[Date Prev][Date Next][Thread Prev][Thread Next][Date Index][Thread Index]

Re: An Introduction to SODA in LedgerSMB



On Nov 25, 2007 8:09 PM, Joshua D. Drake <..hidden..> wrote:

> Although a correct view it is not a practical view :), which is my
> point. Normalizing out past (really 3rd) 4th form becomes not only a
> serious conceptual problem but an even more serious application problem
> in terms of performance and management.

Practicality depends on a number of things.

First, I see very few if any cases where our own designs are not BCNF
already.  And most of our conventions mean we shouldn't run into
problems with 4nf either.  The issue of semantically atomic fields is
actually a larger concern both with old and new code.

However, here is the basic tradeoff and why we need to approach it as such:

Higher normal forms, used within reasonable restrictions, buy us
(practically-speaking) a more flexible mathematical structure for the
data, so that as business needs change, the structure of the database
will not under any circumstances have to be reorganized (things can be
extended, new tables added, etc, but this is comparatively painless).

=====

§ **Required task 1**
Summarize the mailing-list reply in two sentences.
§ **Required task 2**
According to the mailing-list reply, what is a larger concern in both old and new code?
§ **Required task 3**
Do these statements agree with the mailing-list reply? Answer yes or no for each, quoting the words of the reply that decide it.
(a) Most of the project's conventions should keep it from running into problems with 4NF.
(b) With higher normal forms, the database will have to be reorganized as business needs change.
(c) Adding new tables is described as a painful process.
The records play no part in this work.

=====

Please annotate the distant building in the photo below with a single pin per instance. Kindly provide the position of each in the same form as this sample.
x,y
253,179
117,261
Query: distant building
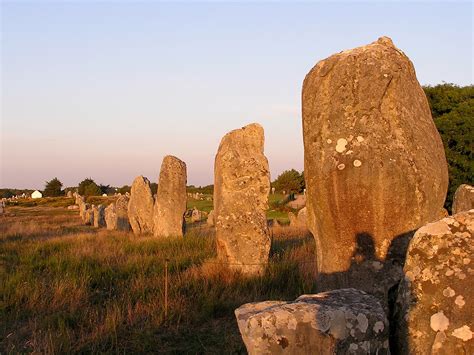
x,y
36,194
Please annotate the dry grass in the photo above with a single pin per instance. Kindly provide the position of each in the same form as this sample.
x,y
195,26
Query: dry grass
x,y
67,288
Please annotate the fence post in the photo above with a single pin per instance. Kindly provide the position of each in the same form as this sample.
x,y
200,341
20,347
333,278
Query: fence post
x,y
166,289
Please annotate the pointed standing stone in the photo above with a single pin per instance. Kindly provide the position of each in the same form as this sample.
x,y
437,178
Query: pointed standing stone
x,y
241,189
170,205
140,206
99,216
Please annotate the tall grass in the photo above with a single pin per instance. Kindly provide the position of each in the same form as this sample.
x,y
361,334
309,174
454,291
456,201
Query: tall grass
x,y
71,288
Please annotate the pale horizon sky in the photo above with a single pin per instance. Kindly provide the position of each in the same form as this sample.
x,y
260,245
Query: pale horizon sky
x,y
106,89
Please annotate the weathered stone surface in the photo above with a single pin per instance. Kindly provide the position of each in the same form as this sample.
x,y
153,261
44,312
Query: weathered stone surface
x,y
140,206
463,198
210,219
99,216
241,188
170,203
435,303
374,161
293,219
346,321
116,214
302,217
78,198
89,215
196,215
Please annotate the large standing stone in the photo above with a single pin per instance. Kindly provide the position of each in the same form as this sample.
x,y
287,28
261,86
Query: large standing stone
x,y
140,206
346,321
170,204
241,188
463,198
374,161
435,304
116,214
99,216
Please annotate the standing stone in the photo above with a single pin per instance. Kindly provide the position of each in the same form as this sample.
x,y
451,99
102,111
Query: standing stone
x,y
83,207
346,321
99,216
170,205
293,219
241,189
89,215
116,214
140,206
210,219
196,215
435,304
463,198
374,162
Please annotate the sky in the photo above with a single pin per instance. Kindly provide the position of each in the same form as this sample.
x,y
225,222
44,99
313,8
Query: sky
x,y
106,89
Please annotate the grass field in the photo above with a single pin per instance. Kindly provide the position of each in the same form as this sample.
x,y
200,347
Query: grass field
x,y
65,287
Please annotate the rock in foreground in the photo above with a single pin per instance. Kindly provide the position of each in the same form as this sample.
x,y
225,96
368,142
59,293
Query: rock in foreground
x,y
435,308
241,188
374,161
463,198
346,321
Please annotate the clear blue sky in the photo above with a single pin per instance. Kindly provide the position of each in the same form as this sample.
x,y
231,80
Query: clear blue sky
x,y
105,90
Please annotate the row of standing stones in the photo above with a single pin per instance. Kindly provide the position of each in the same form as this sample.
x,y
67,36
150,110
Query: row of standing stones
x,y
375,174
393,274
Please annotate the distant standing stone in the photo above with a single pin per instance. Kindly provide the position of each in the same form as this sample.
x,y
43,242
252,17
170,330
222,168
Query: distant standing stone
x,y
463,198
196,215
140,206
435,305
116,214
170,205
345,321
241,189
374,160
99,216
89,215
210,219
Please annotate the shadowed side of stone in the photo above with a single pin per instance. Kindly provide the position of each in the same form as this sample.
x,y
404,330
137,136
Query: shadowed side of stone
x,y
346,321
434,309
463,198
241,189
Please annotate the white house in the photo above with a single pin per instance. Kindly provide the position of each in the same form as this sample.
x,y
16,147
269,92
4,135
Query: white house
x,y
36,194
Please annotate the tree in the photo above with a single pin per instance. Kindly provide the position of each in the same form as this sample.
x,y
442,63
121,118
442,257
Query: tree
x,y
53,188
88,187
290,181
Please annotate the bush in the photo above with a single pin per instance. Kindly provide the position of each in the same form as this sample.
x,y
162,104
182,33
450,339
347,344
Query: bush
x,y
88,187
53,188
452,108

=====

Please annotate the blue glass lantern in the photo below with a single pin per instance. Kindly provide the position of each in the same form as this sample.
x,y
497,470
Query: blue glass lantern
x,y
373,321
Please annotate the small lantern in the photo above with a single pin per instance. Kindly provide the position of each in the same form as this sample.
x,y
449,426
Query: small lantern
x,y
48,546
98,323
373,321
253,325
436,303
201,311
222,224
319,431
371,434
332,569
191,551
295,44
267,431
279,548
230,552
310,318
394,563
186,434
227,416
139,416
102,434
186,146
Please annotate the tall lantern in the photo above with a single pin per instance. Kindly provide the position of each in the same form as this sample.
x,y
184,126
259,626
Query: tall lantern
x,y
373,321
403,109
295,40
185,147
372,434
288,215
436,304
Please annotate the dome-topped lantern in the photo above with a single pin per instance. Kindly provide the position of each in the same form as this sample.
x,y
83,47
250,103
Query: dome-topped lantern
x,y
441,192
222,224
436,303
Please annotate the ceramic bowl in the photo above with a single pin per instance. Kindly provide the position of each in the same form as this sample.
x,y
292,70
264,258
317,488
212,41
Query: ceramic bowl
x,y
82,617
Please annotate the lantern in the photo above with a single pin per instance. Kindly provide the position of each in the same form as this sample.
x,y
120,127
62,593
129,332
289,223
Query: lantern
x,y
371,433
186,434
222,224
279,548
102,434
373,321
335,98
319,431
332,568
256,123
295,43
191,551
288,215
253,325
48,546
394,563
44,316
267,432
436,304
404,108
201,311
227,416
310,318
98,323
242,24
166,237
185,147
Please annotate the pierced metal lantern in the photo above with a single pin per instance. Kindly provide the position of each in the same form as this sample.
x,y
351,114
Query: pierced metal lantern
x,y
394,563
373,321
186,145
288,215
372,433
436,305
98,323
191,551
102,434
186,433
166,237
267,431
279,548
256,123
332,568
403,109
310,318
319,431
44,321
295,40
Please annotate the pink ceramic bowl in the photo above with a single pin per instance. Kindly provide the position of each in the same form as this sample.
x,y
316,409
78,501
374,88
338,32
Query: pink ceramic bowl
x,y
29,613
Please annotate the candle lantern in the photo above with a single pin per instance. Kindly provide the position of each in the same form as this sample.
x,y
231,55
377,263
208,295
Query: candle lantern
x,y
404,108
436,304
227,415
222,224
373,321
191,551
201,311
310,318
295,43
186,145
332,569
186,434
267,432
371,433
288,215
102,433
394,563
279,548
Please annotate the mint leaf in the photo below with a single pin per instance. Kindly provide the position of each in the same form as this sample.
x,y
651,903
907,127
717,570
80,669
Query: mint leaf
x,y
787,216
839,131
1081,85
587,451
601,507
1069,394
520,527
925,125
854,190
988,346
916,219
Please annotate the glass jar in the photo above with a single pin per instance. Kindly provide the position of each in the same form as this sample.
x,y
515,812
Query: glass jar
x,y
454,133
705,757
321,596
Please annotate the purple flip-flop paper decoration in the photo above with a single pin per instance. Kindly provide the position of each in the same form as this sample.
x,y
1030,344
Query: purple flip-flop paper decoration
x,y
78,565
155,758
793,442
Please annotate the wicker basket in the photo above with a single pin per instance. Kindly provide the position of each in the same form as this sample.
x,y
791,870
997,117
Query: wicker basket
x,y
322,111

=====

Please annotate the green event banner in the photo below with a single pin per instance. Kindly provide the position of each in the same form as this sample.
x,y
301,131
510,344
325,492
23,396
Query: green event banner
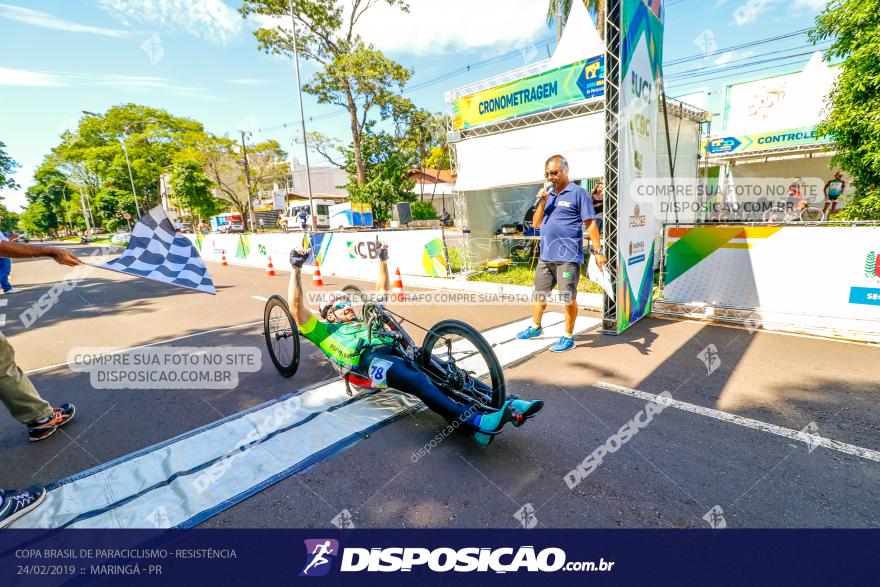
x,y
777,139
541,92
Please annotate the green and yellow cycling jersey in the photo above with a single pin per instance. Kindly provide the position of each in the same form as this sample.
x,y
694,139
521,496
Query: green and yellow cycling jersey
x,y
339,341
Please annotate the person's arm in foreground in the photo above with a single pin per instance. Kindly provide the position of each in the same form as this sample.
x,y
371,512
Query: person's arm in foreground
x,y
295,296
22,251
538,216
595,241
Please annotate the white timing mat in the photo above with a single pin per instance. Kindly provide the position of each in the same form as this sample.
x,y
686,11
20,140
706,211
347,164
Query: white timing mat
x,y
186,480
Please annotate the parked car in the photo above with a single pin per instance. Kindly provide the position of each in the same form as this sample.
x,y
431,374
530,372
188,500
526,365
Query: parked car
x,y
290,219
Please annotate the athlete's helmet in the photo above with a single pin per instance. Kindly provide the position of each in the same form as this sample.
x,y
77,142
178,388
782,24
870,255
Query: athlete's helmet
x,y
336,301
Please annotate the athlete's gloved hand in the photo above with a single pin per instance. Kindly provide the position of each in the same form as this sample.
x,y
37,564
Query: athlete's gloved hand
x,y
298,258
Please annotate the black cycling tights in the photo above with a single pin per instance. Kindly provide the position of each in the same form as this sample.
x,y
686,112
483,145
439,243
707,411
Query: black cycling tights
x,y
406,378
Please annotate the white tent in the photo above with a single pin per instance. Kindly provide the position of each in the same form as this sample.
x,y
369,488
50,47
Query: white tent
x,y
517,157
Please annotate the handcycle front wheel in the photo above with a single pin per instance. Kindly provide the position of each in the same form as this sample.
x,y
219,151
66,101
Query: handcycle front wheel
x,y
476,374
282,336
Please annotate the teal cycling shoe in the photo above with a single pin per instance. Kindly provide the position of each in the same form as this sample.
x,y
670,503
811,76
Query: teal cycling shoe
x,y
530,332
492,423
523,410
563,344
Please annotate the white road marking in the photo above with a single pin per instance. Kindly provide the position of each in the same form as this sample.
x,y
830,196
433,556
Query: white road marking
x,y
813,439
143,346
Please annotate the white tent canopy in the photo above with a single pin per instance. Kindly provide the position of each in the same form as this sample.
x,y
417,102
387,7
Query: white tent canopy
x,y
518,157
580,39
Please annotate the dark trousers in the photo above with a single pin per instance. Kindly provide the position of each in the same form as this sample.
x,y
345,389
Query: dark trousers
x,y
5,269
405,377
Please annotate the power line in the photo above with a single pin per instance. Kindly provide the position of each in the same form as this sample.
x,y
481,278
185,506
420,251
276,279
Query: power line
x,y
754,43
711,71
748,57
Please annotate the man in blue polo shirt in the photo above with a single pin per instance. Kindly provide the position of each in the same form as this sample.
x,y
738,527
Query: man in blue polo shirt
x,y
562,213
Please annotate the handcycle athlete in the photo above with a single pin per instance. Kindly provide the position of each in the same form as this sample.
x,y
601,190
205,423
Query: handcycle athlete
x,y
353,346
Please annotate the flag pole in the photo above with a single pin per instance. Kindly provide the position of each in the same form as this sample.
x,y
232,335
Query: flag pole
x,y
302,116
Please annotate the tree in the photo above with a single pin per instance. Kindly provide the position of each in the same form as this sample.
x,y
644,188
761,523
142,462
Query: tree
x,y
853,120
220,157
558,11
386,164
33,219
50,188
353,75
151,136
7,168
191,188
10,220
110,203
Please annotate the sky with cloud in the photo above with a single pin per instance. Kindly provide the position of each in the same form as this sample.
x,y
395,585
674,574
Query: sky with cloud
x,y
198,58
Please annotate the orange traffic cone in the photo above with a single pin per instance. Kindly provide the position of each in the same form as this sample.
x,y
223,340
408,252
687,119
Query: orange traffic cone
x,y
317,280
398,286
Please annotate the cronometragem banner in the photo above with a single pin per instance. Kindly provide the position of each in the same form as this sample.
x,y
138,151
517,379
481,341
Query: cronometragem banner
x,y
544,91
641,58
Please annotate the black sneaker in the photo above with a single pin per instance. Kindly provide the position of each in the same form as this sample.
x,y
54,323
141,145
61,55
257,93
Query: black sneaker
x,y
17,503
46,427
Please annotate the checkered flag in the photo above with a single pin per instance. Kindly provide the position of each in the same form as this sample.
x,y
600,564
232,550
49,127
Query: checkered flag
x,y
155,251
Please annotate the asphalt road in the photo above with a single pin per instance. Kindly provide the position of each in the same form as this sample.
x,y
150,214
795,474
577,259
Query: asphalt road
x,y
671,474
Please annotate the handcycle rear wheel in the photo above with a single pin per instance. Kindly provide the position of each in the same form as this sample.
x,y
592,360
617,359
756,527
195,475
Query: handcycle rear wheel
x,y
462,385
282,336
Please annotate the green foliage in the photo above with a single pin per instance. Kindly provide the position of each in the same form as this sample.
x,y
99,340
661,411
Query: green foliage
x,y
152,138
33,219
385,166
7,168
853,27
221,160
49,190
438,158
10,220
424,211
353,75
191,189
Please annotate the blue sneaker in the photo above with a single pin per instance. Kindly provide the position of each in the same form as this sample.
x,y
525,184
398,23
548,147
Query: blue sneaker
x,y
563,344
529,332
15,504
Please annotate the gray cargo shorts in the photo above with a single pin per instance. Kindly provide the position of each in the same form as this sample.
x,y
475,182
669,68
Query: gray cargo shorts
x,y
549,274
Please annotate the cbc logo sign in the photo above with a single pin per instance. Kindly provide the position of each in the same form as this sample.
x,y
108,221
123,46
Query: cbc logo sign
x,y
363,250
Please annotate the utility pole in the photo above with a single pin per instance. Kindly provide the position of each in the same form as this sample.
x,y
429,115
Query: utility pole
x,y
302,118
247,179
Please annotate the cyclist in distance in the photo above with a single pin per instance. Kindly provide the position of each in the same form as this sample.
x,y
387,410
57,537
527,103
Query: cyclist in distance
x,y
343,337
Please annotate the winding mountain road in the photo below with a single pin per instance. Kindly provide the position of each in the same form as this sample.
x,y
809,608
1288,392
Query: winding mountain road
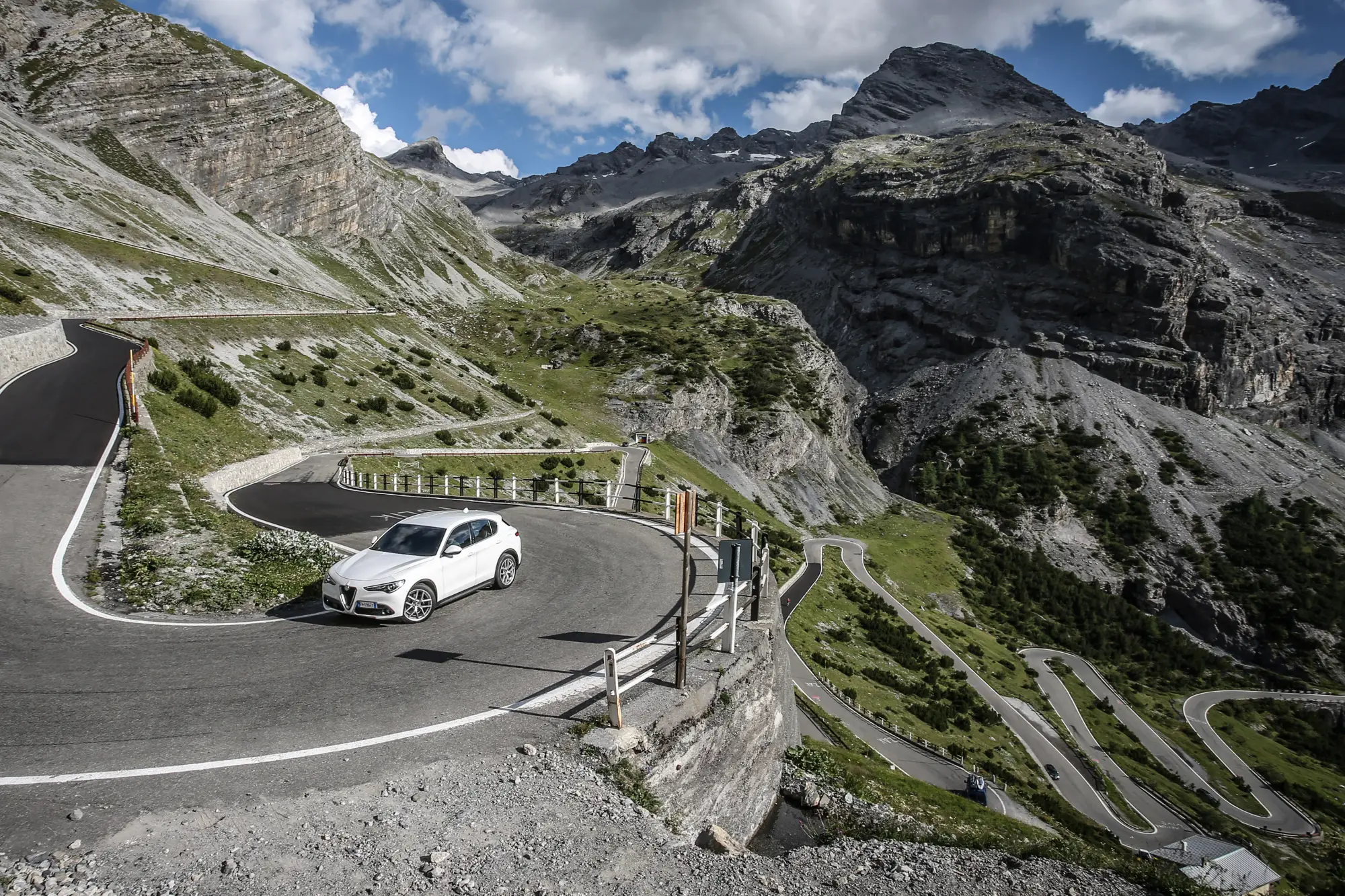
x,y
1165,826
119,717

=====

§ **Written reply 1**
The mailing-list reply answers a claim that normalizing past the third or fourth normal form is impractical by saying that practicality depends on a number of things and that the project's designs are already almost all BCNF. It argues that higher normal forms, used within reasonable restrictions, give the data a more flexible structure, so the database will not have to be reorganized as business needs change.

§ **Written reply 2**
The issue of semantically atomic fields.

§ **Written reply 3**
(a) Yes: "most of our conventions mean we shouldn't run into problems with 4nf either"
(b) No: "the structure of the database will not under any circumstances have to be reorganized"
(c) No: "things can be extended, new tables added, etc, but this is comparatively painless"